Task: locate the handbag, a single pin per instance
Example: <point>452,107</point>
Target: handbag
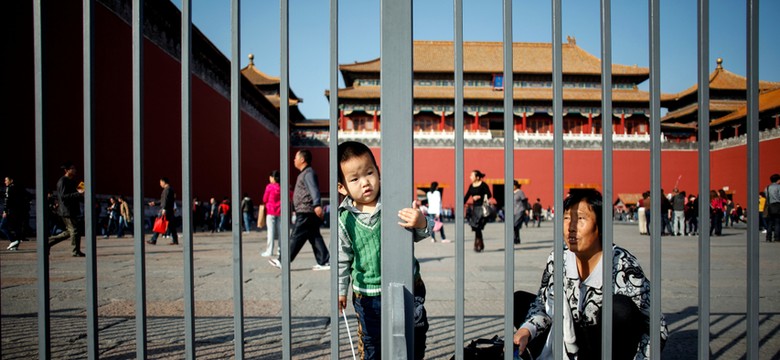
<point>260,216</point>
<point>160,224</point>
<point>487,210</point>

• [What you are asked to do]: An exact copy of the records above is needed, with the pictures removed.

• [Solution to the problem]:
Task: locate the handbag, a single pin per instance
Example: <point>452,107</point>
Target: handbag
<point>260,216</point>
<point>160,224</point>
<point>487,210</point>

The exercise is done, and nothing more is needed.